■ Kutipan Dokumen ■
Padi dan Pondok Ladang di Tepian Hutan |
Sistem perladangan yang dilakukan Suku Dayak khususnya Dayak Kanayatn tepatnya di Kalimantan Barat menganut cara lahan bergilir bukan berpindah atau perambahan hutan. Sistem perladangan yang di anut adalah lebih ramah dinamakan sistem pertanian asli terpadu (integrated indigenous farming system), sistem ini merupakan cara pertanian yang tergolong tradisional namun memperhatikan prinsip-prinsip kelestarian alam.
Lain halnya dengan sistem perladangan berpindah (swidden agriculture) dengan sistem perambahan hutan (forest pioneer farming system) yang sebenarnya sistem ini yang tidak memperhatikan kelestarian hutan dan alam.
Dengan
jumlah penduduk yang terus bertambah dan ruang kegiatan ekonomi
(kawasan hutan) yang semakin sempit, maka praktek perladangan perlu
untuk mengadaptasi diri. Sistem rotasi perladangan dengan bero yang
dulunya antara 8-15 tahun, sekarang dalam prakteknya sudah sulit
diterapkan karena semakin sempitnya kawasan hutan yang tersisa akibat
konversi untuk kegiatan lain seperti perkebunan kelapa sawit dan
aktivitas perambahan berskala besar ulah cukong nakal tapi bersurat ijin
dari negara.

■ Petunjuk A ■
Mohon salin kata demi kata bagian dari teks tentang perladangan Dayak Kanayatn, dimulai dengan "Lain halnya dengan" dan berlanjut hingga "hutan dan alam.".

■ Bahan Latihan ■
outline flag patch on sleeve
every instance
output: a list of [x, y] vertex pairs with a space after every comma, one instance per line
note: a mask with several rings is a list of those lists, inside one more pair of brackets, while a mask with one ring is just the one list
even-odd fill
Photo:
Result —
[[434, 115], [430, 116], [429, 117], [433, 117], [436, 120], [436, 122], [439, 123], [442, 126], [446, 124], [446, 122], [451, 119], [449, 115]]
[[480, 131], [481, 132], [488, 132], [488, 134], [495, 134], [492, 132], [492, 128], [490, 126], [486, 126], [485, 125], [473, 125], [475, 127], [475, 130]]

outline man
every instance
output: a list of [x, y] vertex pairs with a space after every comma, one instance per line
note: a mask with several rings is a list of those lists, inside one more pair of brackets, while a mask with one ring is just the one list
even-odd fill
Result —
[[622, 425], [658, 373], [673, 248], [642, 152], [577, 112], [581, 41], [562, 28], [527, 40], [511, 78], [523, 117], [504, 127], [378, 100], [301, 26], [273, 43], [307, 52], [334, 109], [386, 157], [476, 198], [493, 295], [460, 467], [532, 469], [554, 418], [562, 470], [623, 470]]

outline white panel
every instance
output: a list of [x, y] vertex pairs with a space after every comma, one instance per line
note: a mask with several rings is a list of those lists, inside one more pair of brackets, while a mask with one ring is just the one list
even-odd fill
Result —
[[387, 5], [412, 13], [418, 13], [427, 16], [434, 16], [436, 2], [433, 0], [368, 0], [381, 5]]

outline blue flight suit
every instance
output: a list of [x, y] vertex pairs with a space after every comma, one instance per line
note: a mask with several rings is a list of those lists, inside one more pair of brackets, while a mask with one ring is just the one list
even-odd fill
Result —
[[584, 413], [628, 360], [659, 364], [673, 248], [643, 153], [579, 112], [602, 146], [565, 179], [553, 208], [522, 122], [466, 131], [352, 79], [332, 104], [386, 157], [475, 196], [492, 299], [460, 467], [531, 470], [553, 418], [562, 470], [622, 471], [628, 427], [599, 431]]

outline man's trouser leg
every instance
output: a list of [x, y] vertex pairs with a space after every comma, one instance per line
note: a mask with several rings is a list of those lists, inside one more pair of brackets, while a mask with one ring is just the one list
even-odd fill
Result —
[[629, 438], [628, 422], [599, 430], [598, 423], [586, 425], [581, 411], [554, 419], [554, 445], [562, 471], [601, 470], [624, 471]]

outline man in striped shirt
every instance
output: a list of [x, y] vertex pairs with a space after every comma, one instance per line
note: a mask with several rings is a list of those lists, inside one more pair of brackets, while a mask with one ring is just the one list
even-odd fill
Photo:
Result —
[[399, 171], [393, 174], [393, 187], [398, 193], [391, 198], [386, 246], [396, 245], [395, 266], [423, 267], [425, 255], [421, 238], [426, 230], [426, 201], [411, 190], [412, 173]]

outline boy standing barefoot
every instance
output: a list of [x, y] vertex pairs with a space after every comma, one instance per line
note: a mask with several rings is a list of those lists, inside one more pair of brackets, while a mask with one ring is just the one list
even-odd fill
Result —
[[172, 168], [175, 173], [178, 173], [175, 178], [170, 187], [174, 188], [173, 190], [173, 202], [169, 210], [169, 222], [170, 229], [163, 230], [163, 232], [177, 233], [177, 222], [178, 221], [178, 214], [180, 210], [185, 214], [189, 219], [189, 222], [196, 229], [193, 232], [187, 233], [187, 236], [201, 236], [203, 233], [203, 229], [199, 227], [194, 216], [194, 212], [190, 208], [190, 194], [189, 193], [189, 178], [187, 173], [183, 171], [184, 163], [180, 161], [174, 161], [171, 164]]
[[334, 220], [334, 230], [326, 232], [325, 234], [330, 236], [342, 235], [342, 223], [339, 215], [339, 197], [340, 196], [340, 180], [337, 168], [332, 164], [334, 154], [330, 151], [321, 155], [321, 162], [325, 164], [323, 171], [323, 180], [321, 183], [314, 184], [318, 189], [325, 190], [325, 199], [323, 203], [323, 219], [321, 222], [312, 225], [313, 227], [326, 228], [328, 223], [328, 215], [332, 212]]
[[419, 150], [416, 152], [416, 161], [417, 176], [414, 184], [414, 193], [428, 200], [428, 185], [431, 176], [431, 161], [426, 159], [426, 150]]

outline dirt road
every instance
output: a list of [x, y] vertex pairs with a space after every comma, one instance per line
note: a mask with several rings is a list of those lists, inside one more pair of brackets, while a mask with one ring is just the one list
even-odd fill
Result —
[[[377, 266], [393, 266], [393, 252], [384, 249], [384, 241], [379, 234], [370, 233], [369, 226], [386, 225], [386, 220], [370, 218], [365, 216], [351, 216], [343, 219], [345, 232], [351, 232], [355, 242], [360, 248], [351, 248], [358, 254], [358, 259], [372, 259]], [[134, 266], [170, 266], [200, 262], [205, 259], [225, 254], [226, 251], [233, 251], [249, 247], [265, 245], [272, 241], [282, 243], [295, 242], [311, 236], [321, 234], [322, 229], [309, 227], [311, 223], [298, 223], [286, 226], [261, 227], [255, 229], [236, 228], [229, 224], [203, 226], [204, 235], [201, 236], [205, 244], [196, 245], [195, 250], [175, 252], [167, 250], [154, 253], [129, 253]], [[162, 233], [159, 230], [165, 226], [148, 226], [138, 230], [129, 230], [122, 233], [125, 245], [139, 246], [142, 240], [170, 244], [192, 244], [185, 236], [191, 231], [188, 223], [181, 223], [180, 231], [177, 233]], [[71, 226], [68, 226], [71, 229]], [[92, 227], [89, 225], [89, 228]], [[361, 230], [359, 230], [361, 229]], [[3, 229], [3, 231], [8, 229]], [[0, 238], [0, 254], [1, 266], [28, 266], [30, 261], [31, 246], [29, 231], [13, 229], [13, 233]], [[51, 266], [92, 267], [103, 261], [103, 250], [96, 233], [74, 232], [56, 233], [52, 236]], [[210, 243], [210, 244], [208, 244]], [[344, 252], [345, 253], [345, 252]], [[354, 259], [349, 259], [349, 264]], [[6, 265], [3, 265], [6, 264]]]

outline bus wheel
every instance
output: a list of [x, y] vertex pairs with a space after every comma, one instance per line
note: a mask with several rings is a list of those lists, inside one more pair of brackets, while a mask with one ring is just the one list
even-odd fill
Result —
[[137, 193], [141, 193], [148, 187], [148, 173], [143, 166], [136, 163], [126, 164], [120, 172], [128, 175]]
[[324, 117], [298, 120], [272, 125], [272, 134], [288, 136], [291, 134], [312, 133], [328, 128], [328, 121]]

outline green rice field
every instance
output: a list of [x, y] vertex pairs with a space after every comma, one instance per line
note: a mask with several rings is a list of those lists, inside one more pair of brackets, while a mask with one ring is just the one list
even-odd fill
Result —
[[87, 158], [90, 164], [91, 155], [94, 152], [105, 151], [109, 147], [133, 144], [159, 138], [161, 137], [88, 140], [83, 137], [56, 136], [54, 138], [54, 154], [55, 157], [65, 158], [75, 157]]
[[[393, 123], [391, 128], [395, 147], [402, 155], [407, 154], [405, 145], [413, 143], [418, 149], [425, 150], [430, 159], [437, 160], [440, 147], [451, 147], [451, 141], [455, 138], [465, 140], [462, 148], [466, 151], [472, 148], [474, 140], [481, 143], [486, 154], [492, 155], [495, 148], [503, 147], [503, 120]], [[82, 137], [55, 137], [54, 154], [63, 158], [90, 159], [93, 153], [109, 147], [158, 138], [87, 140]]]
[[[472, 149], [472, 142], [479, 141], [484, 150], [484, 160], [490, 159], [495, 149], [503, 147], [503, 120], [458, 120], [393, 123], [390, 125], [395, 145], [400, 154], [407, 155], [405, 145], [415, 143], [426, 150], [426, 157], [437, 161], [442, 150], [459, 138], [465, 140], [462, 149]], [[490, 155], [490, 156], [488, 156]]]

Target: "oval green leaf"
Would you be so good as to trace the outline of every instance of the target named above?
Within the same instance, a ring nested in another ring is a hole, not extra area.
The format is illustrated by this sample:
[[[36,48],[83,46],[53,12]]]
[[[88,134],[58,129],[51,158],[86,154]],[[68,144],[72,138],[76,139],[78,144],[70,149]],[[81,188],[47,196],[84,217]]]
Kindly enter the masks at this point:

■ Petunjuk B ■
Hitung berapa baris dalam entri di atas yang memuat kata "this". Tuliskan angkanya saja.

■ Pembahasan Jawaban A ■
Lain halnya dengan sistem perladangan berpindah (swidden agriculture) dengan sistem perambahan hutan (forest pioneer farming system) yang sebenarnya sistem ini yang tidak memperhatikan kelestarian hutan dan alam.

■ Pembahasan Jawaban B ■
2